§ EXERCISE REQUIREMENTS
Reproduce verbatim the entries starting with the line containing "spot the woman's right hand" and continuing through the final line of the entries.

Point annotation records:
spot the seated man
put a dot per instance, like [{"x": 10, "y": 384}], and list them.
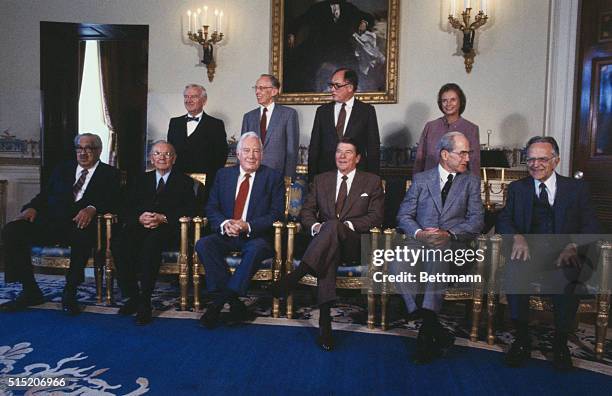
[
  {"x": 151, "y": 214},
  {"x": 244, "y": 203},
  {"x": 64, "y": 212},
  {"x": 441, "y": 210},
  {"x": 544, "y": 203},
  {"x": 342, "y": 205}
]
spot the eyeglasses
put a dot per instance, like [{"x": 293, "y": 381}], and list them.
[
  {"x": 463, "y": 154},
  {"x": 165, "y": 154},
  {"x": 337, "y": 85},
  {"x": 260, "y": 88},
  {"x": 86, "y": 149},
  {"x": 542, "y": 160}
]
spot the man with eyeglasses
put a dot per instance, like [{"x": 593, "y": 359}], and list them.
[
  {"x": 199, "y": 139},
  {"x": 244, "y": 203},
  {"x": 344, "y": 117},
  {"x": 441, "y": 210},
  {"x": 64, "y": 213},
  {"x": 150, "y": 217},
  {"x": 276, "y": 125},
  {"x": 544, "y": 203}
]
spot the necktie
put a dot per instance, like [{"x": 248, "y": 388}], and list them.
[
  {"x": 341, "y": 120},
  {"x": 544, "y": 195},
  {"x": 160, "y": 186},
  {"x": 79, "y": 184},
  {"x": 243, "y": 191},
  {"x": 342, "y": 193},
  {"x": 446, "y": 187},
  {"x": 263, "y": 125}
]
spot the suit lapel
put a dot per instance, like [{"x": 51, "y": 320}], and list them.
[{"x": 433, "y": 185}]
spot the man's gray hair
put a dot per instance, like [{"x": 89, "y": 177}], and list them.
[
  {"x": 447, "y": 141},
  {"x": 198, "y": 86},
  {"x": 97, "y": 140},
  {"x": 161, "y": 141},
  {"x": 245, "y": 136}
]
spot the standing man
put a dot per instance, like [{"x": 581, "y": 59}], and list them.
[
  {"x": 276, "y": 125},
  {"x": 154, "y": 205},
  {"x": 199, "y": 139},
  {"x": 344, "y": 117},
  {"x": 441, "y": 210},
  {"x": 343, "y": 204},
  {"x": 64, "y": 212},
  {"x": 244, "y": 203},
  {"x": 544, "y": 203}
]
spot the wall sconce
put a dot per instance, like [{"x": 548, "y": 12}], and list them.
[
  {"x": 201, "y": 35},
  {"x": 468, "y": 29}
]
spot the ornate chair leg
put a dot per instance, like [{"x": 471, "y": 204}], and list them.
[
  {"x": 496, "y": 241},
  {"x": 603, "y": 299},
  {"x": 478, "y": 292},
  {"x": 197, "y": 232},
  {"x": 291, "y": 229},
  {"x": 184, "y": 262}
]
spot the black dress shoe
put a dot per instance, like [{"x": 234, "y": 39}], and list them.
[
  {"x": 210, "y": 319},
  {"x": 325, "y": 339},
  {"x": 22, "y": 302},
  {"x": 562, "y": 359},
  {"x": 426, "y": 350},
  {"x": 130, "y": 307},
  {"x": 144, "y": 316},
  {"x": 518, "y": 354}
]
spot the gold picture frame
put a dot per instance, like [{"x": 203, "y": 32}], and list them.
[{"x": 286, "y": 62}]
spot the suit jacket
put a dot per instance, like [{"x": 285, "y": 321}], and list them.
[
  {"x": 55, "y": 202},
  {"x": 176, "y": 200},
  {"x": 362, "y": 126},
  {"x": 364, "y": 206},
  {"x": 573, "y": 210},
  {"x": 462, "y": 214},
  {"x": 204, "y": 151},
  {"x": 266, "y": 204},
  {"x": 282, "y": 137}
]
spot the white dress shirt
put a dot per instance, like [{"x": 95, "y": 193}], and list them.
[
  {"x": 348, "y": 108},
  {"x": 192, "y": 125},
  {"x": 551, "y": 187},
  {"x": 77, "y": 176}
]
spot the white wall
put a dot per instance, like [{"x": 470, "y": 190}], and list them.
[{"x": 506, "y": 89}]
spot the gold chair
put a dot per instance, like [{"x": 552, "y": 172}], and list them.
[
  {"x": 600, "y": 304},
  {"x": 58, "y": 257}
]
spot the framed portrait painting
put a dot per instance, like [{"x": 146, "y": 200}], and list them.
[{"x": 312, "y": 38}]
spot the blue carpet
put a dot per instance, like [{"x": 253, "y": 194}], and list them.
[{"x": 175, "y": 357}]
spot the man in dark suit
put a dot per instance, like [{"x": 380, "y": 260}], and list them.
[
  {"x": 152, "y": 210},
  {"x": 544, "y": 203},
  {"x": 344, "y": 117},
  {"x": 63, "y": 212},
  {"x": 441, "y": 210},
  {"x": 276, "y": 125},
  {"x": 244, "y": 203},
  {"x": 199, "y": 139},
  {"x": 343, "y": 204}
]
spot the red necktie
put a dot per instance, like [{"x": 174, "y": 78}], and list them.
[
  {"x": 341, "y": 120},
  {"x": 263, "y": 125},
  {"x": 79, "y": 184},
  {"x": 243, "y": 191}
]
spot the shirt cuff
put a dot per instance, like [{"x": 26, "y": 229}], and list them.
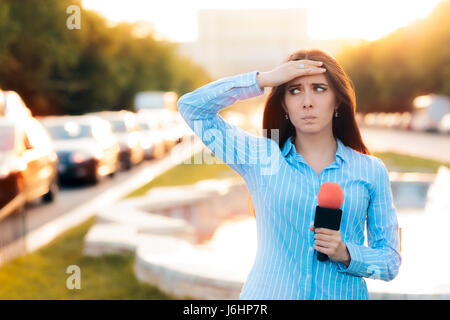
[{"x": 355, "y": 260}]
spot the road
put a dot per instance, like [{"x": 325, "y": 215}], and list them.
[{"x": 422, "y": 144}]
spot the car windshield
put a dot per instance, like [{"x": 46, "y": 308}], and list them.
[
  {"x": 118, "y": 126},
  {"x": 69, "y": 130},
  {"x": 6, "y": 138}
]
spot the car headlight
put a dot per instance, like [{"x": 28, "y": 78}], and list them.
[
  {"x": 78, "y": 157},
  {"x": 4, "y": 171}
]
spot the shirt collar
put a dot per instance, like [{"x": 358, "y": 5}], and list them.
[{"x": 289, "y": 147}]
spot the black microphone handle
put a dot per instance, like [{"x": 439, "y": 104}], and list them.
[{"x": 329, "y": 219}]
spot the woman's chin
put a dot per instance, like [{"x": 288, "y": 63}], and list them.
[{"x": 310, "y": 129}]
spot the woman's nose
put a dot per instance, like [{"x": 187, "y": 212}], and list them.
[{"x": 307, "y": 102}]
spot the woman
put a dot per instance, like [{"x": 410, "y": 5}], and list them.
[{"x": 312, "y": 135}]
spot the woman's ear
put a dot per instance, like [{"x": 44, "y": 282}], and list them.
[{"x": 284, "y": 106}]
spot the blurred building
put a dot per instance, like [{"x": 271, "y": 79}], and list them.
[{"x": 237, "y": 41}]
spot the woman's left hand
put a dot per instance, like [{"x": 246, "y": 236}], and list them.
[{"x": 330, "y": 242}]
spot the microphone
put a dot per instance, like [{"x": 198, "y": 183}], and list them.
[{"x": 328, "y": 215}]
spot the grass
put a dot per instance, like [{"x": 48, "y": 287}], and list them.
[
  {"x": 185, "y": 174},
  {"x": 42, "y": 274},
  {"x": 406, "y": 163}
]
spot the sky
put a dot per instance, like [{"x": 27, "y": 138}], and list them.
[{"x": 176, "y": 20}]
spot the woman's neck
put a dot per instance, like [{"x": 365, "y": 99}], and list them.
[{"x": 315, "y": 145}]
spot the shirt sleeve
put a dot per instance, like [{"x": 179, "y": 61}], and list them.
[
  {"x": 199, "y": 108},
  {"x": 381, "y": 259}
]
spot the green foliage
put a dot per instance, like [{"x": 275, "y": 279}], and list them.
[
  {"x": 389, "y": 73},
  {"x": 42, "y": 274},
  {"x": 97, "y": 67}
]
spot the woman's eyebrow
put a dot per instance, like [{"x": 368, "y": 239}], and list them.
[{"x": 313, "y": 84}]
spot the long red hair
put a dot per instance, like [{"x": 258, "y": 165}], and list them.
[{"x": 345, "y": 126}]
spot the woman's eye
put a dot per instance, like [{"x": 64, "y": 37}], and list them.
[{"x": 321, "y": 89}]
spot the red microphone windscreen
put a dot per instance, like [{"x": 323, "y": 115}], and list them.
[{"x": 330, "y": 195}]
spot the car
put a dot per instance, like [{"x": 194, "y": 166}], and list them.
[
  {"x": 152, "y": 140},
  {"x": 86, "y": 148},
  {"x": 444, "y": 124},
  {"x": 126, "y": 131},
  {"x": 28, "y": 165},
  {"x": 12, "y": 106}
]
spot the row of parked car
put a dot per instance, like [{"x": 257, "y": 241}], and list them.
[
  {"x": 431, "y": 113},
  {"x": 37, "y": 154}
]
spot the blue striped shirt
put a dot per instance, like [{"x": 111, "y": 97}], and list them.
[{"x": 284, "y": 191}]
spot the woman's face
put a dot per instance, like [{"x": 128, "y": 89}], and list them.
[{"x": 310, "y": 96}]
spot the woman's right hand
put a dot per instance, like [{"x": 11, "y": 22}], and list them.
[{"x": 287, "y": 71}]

§ EXERCISE SOLUTION
spot the woman's right hand
put a dot per instance, like [{"x": 11, "y": 22}], and list them.
[{"x": 287, "y": 71}]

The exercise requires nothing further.